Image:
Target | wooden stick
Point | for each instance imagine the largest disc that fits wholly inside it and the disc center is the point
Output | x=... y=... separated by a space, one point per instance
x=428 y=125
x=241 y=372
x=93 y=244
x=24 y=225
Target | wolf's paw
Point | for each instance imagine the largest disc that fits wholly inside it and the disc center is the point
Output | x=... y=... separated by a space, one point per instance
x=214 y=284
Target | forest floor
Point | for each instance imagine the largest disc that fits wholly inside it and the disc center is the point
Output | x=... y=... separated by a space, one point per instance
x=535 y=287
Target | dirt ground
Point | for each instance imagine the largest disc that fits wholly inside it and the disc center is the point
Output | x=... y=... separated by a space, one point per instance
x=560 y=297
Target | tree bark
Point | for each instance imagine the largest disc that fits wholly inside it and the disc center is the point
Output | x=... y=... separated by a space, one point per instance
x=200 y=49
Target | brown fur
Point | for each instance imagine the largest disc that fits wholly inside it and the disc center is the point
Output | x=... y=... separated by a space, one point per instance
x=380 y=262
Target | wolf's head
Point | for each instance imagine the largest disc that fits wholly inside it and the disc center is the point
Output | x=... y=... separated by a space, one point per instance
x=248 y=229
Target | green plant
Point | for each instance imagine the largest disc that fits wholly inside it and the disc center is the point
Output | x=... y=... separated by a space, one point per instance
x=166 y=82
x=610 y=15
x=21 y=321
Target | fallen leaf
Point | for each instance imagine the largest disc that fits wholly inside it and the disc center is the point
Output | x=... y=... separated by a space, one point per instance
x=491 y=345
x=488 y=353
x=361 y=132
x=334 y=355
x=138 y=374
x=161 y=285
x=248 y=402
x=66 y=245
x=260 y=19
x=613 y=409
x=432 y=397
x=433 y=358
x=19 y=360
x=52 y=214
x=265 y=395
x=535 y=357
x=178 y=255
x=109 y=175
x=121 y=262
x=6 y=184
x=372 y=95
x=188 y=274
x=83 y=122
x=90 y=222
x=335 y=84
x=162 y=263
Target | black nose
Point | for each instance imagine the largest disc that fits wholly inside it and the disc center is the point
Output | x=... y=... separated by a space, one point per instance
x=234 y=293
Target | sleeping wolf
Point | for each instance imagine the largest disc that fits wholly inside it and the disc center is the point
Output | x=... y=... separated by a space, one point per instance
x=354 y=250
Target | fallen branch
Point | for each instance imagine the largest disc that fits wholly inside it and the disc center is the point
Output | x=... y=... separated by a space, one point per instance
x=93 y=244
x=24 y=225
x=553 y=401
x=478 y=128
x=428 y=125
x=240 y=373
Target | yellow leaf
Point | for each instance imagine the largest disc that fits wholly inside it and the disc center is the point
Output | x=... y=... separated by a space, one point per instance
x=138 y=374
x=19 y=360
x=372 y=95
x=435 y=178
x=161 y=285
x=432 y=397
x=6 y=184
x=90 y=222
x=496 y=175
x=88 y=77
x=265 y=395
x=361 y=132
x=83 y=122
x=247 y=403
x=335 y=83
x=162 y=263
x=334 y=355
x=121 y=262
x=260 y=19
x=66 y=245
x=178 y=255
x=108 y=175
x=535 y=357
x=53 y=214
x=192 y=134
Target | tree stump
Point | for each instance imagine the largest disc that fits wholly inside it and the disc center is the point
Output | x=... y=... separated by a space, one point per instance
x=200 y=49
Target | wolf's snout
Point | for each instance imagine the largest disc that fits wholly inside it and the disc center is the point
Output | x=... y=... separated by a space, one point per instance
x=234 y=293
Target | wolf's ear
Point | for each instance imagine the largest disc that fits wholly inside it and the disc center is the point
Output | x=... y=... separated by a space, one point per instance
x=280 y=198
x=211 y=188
--
# [Task item]
Repeat every entry exactly, leaving nothing out.

# [Completed task]
Image:
Target | wooden stick
Point | for each instance imagine the largest disc that fits wholly inside it and the disc center is the point
Output | x=... y=... separated by a space, one point per instance
x=428 y=125
x=241 y=372
x=93 y=244
x=24 y=225
Target | wolf's paw
Point | for each instance imagine the largest disc that fits wholly inside it and the disc center is the point
Output | x=... y=... separated by a space, one point per instance
x=214 y=284
Target | forest floor
Point | for each instance imagine the largest disc that fits wholly inside it and the disc center is the point
Output | x=... y=... separated by a space, one point per instance
x=535 y=287
Target | dirt ground
Point | for each instance imagine the largest disc that fits wholly inside it and the disc center is the point
Output | x=... y=... separated by a space, one point per instance
x=560 y=297
Target | tree bark
Point | for each instance imagine the largest disc that fits wholly inside it and the disc center is the point
Output | x=... y=... separated by a space, one point per instance
x=200 y=49
Target | brown fur
Point | for each instance imagine the largest disc that fits wholly inside it and the disc center is the point
Output | x=... y=... separated by a space, one point per instance
x=380 y=262
Target | wolf's head
Point | for each instance imagine the largest disc that fits wholly inside it and the disc center is the point
Output | x=... y=... separated by a space, one point per instance
x=248 y=229
Target | green plant
Point | for each instance imagine the largest disc that fits wholly inside it and the disc center is the point
Output | x=... y=... separated by a space, one point per instance
x=166 y=82
x=610 y=15
x=21 y=321
Target | fallen leaf
Point | for each instance imagine the largest disc that fits wholly inside it and the disc center is the point
Output | x=... y=... separated by a space, one point per instance
x=491 y=345
x=488 y=353
x=361 y=132
x=334 y=355
x=138 y=374
x=161 y=285
x=248 y=402
x=66 y=245
x=260 y=19
x=613 y=409
x=432 y=397
x=433 y=358
x=19 y=360
x=52 y=214
x=265 y=395
x=535 y=357
x=178 y=255
x=109 y=175
x=121 y=262
x=6 y=184
x=372 y=95
x=188 y=274
x=83 y=122
x=90 y=222
x=335 y=84
x=162 y=263
Target | black nose
Point | for each instance imagine the largest disc that fits wholly inside it and the disc center is the point
Output | x=... y=... separated by a space, one point per instance
x=234 y=293
Target | sleeping wolf
Point | for each instance imagine the largest disc that fits wholly inside it and the disc center is the point
Output | x=... y=... separated by a space, one point per instance
x=354 y=250
Target | fallen branch
Point | for each instance imagine the largest disc that fits wholly inside it and the disc center is the point
Output | x=... y=... separated by a space, one point per instance
x=93 y=244
x=24 y=225
x=553 y=401
x=478 y=128
x=428 y=125
x=240 y=373
Target | yellow leaf
Point | for each instance imagine the largest disc that fits wholly inside it and the disc center is the point
Output | x=... y=... separated by a space, one point per instance
x=138 y=374
x=19 y=360
x=372 y=95
x=435 y=178
x=161 y=285
x=432 y=397
x=6 y=184
x=90 y=222
x=496 y=175
x=88 y=77
x=265 y=395
x=361 y=132
x=83 y=122
x=247 y=403
x=335 y=83
x=162 y=263
x=334 y=355
x=121 y=262
x=260 y=19
x=66 y=245
x=178 y=255
x=108 y=175
x=535 y=357
x=53 y=214
x=192 y=134
Target | tree stump
Point | for each instance imagine the largest disc that fits wholly inside it and the disc center is the point
Output | x=... y=... separated by a space, one point per instance
x=200 y=49
Target | wolf's snout
Point | for each instance imagine the largest disc that fits wholly inside it and the disc center is the point
Output | x=... y=... separated by a space, one point per instance
x=234 y=293
Target | wolf's ear
Point | for each instance imagine the largest disc that fits wholly inside it and the disc center is the point
Output | x=... y=... separated by a space, one point per instance
x=280 y=198
x=211 y=188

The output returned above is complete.